## WHAT IS EXPECTED
Below are the records; output them exactly from the first line through the line with "409, row 14.", stopping there.

↓

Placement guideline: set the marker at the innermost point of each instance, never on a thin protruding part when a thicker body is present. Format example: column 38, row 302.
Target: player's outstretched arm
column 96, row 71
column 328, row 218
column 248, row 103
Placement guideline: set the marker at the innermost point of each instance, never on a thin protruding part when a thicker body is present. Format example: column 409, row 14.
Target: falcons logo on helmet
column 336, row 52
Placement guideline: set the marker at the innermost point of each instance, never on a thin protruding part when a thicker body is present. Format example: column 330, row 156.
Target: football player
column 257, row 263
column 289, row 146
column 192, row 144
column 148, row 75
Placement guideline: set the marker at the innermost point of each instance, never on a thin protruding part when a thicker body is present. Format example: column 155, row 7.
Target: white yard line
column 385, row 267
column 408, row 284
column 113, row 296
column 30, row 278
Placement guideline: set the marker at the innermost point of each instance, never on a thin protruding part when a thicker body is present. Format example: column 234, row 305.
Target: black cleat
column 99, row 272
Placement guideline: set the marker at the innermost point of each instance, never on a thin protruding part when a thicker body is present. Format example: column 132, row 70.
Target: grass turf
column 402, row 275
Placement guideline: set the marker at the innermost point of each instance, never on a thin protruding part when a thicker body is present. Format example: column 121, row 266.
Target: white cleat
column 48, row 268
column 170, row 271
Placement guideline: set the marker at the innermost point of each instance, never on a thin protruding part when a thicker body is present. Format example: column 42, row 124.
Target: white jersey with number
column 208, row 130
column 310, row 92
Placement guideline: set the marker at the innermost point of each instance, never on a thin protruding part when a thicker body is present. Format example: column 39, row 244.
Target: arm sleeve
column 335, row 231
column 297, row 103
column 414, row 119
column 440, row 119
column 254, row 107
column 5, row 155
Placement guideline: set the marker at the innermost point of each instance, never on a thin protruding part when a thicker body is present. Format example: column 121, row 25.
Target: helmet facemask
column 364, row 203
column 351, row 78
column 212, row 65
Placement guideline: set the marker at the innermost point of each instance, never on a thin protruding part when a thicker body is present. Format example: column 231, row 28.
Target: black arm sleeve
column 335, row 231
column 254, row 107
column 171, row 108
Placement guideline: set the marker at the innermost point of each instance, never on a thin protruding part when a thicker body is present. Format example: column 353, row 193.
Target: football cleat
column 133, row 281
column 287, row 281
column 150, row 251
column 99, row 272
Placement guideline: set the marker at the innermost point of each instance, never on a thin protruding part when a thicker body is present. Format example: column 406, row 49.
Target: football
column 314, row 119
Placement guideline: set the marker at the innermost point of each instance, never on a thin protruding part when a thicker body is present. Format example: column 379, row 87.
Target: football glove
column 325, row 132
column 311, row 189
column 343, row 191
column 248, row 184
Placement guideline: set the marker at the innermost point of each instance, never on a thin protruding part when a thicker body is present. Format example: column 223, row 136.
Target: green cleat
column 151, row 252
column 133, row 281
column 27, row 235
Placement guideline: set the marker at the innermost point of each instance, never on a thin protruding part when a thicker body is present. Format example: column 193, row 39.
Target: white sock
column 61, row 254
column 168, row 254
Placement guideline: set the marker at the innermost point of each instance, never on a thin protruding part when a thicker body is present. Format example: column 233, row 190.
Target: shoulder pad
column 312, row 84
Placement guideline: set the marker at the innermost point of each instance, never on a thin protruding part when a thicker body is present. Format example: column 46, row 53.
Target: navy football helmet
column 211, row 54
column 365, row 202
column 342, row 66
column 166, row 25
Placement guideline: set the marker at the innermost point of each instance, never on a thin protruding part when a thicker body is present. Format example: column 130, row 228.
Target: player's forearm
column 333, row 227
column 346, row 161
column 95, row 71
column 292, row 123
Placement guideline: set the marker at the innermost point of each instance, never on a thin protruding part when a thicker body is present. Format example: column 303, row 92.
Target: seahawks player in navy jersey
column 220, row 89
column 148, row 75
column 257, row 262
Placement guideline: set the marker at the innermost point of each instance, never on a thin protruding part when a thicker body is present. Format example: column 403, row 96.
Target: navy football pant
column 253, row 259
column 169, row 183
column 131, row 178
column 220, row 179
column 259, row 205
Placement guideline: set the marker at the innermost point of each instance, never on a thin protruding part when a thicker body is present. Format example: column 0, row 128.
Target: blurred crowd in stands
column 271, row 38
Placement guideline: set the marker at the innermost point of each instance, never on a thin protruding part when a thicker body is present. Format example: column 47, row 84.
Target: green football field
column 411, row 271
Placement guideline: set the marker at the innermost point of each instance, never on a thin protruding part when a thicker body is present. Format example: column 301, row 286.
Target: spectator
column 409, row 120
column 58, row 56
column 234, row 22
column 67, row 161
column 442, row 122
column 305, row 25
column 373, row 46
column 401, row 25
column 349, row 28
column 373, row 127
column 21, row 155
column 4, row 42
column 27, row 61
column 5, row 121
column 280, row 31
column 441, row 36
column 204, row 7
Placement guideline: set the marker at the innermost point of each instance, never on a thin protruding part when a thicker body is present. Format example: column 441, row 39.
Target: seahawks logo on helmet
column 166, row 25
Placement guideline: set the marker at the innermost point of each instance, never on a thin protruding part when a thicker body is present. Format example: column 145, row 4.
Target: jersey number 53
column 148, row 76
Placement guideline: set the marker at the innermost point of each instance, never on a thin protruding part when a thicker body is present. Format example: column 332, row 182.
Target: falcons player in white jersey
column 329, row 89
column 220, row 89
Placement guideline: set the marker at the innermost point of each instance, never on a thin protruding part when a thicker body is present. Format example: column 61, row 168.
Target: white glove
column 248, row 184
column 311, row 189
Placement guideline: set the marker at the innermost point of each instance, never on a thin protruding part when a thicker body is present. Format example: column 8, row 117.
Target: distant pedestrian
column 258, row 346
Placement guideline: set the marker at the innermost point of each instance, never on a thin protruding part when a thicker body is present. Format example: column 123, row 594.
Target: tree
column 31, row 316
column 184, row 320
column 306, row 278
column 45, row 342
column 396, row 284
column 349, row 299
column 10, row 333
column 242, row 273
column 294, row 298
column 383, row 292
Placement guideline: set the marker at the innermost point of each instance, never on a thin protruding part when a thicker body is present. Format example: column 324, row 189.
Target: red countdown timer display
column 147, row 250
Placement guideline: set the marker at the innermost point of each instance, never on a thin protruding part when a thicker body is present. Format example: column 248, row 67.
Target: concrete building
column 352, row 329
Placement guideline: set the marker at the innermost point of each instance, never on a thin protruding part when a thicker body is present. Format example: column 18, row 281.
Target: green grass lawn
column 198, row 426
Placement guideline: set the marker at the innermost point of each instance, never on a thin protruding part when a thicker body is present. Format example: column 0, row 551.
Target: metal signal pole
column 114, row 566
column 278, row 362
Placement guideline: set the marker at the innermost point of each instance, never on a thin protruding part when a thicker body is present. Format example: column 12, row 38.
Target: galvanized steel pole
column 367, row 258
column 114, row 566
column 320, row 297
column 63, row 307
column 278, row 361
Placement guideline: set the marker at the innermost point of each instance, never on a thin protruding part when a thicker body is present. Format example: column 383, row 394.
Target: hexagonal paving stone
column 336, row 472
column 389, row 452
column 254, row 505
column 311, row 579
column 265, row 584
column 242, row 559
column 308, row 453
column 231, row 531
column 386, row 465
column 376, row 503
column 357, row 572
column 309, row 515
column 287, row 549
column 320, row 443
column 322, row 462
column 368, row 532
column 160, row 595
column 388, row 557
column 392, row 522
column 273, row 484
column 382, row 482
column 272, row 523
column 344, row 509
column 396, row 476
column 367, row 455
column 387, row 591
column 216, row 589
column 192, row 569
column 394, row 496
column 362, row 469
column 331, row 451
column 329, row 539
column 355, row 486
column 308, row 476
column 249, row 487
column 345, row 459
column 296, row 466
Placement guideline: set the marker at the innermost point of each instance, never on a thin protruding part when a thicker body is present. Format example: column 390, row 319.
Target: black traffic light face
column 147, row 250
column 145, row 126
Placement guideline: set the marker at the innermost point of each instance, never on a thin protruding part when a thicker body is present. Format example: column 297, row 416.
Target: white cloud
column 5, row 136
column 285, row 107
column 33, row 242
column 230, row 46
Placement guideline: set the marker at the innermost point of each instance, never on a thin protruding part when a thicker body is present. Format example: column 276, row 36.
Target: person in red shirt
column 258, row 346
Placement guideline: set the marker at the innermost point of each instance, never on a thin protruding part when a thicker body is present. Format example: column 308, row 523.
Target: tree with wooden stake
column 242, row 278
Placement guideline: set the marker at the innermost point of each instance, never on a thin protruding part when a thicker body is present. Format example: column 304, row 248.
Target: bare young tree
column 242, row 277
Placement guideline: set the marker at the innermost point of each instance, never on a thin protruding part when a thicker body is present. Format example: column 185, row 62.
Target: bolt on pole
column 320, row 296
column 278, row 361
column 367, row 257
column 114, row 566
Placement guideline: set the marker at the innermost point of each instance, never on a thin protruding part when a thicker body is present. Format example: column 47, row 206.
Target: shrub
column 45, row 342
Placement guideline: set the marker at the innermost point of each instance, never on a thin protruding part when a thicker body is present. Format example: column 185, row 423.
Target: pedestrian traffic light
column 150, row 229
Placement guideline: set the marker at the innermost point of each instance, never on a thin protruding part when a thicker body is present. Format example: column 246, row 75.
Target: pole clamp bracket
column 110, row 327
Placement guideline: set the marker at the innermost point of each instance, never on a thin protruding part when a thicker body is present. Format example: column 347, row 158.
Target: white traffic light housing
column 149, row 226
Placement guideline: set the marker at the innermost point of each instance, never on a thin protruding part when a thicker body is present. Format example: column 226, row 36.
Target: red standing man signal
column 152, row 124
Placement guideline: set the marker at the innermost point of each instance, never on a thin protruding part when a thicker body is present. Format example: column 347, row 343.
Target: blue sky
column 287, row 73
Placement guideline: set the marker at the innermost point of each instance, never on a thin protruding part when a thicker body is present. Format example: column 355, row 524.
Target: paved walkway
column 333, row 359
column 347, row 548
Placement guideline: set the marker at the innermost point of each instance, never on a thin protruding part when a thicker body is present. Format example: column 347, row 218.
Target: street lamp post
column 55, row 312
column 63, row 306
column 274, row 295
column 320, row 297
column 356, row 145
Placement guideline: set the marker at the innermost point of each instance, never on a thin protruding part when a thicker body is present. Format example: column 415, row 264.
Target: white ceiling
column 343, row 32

↑

## TASK RESPONSE
Placement guideline: set the marker at the innermost point of each instance, never on a thin protruding part when a thicker body is present. Format example: column 38, row 302.
Target: player's outstretched arm
column 96, row 71
column 328, row 218
column 248, row 103
Placement guideline: set the marker at the innermost point of each instance, never on a thin protruding part when a thicker body is present. Format example: column 409, row 14.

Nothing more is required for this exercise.